- Prompt
Revise the listing below by changing every "rough mask" to "coarse mask", leaving all other text as it is.

(Stored data entries)
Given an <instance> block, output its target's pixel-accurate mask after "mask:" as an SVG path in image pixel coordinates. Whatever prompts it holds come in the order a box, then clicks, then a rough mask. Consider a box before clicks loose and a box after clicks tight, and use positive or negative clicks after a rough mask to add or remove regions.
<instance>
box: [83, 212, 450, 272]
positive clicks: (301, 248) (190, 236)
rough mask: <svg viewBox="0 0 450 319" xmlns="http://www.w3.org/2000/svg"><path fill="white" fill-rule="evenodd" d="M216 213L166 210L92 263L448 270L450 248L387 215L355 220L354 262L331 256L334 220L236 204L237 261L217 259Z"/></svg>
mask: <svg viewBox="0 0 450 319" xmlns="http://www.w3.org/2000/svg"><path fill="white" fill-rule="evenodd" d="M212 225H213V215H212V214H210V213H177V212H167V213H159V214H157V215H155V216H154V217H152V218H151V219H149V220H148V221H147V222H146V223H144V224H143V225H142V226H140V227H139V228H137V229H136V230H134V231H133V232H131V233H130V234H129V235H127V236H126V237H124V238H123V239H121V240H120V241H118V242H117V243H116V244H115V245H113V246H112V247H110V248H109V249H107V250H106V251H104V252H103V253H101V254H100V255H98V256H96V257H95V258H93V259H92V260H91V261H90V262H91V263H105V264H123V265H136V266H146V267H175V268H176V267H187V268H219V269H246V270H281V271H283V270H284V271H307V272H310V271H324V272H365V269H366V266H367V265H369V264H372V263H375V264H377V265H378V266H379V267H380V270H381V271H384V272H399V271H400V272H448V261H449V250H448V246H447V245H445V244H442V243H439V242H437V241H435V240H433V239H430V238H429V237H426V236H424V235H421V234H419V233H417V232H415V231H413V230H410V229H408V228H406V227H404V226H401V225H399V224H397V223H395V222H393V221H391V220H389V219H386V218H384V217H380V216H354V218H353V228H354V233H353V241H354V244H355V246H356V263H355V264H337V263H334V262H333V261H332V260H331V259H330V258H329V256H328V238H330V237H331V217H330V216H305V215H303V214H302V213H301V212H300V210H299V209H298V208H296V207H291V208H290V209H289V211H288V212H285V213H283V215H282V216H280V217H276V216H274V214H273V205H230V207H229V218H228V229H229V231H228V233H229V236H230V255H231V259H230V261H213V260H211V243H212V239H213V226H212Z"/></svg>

- Reply to the exercise
Given an <instance> block, output its target's pixel-accurate mask after "mask:" as an SVG path in image pixel coordinates. Whatever prompts it holds come in the order a box, then clicks, then a coarse mask. Consider a box before clicks loose and a box after clicks tight, and use positive or negative clicks after a coarse mask to add or remove regions.
<instance>
box: [83, 212, 450, 272]
positive clicks: (301, 248) (190, 236)
coarse mask: <svg viewBox="0 0 450 319" xmlns="http://www.w3.org/2000/svg"><path fill="white" fill-rule="evenodd" d="M216 213L166 210L92 263L448 270L450 248L387 215L355 220L354 262L331 256L334 220L236 204L237 261L217 259Z"/></svg>
mask: <svg viewBox="0 0 450 319" xmlns="http://www.w3.org/2000/svg"><path fill="white" fill-rule="evenodd" d="M212 225H213V215H212V214H210V213H177V212H167V213H159V214H157V215H155V216H154V217H152V218H151V219H149V220H148V221H147V222H146V223H144V224H143V225H142V226H140V227H139V228H137V229H136V230H134V231H133V232H131V233H130V234H129V235H127V236H126V237H124V238H123V239H121V240H120V241H118V242H117V243H116V244H115V245H113V246H112V247H110V248H109V249H107V250H106V251H104V252H103V253H101V254H100V255H98V256H96V257H95V258H93V259H92V260H91V261H90V262H91V263H105V264H123V265H136V266H146V267H175V268H176V267H187V268H219V269H246V270H281V271H283V270H284V271H307V272H310V271H324V272H365V269H366V266H367V265H369V264H372V263H375V264H377V265H378V266H379V267H380V270H381V271H384V272H399V271H400V272H448V261H449V250H448V246H447V245H445V244H442V243H439V242H437V241H435V240H433V239H430V238H429V237H426V236H424V235H421V234H419V233H417V232H415V231H413V230H410V229H408V228H406V227H404V226H401V225H399V224H397V223H395V222H393V221H391V220H389V219H386V218H384V217H380V216H354V218H353V228H354V233H353V241H354V244H355V246H356V263H355V264H337V263H334V262H333V261H332V260H331V259H330V258H329V256H328V238H330V237H331V217H330V216H305V215H303V214H302V213H301V212H300V210H299V209H298V208H296V207H291V208H290V209H289V211H288V212H285V213H283V215H282V216H280V217H276V216H274V214H273V205H230V207H229V218H228V229H229V231H228V233H229V236H230V255H231V259H230V261H213V260H211V243H212V239H213V226H212Z"/></svg>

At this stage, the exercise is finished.